Records from a collection
────

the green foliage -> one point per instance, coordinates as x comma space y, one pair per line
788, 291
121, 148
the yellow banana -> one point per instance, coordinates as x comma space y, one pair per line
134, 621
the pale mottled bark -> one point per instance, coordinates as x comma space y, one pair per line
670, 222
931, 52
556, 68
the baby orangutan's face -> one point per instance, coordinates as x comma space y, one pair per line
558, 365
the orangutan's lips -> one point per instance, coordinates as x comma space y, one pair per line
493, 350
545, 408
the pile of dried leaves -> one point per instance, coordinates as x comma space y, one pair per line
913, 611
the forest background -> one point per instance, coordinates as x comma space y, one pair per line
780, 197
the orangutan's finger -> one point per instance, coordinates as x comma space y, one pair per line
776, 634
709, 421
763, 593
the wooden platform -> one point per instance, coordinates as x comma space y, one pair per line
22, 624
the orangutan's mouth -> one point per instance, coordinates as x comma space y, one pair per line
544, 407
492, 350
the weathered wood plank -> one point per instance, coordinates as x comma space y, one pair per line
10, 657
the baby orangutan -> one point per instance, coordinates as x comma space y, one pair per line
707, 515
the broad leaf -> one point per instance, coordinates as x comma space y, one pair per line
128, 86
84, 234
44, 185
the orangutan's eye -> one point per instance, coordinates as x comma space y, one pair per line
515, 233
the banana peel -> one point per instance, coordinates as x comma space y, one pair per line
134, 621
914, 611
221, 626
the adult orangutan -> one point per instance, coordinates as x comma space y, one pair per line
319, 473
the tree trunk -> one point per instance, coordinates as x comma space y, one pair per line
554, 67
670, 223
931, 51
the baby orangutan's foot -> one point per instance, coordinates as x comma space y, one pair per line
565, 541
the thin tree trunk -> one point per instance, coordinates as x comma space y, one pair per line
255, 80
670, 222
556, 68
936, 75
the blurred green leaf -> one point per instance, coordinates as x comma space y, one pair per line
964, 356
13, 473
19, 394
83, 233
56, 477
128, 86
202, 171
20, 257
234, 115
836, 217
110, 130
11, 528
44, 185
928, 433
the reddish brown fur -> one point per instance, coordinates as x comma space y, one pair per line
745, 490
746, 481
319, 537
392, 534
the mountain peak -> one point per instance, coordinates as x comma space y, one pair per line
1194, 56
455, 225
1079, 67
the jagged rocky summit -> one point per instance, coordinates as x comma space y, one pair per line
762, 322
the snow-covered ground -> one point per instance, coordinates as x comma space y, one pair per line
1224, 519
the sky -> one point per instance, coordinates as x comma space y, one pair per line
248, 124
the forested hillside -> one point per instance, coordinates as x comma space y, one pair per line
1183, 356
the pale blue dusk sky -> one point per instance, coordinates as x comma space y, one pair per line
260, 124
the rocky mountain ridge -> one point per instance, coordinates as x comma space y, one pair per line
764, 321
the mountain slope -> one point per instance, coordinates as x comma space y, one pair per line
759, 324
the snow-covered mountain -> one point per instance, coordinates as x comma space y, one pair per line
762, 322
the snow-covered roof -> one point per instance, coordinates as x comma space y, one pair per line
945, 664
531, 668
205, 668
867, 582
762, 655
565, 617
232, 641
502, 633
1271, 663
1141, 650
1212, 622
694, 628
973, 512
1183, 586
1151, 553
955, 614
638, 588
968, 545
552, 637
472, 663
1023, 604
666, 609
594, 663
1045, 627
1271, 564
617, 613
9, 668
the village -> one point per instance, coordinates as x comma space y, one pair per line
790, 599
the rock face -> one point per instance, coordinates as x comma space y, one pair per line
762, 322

────

* Stated problem *
Reproduce the listing above exactly from the line containing "the pale blue" through its last line, with both of those lines included.

* The completed task *
the pale blue dusk sky -> one point per instance, coordinates as x comma space y, one pair per line
260, 124
the rocky mountain ridge -> one point per instance, coordinates as x comma space y, one pair per line
764, 321
the mountain slope -> one point per instance, coordinates as x comma space y, one pair per line
759, 324
the snow-covered mountain -> one point per instance, coordinates as x comma space y, one pair per line
762, 322
the snow-covered roof -> one point per instance, coordinates as x comma space y, one pair per line
945, 664
531, 668
205, 668
867, 582
762, 655
565, 617
232, 641
502, 633
1271, 663
1141, 650
1212, 622
694, 628
973, 512
1183, 586
1151, 553
955, 614
638, 588
968, 545
552, 637
472, 663
1023, 604
666, 609
594, 663
1045, 627
1271, 564
617, 613
9, 668
the village -> one point per instance, coordinates as x comma space y, one pair per line
790, 599
the rock face -> one point per instance, coordinates as x comma space y, one pair per line
762, 322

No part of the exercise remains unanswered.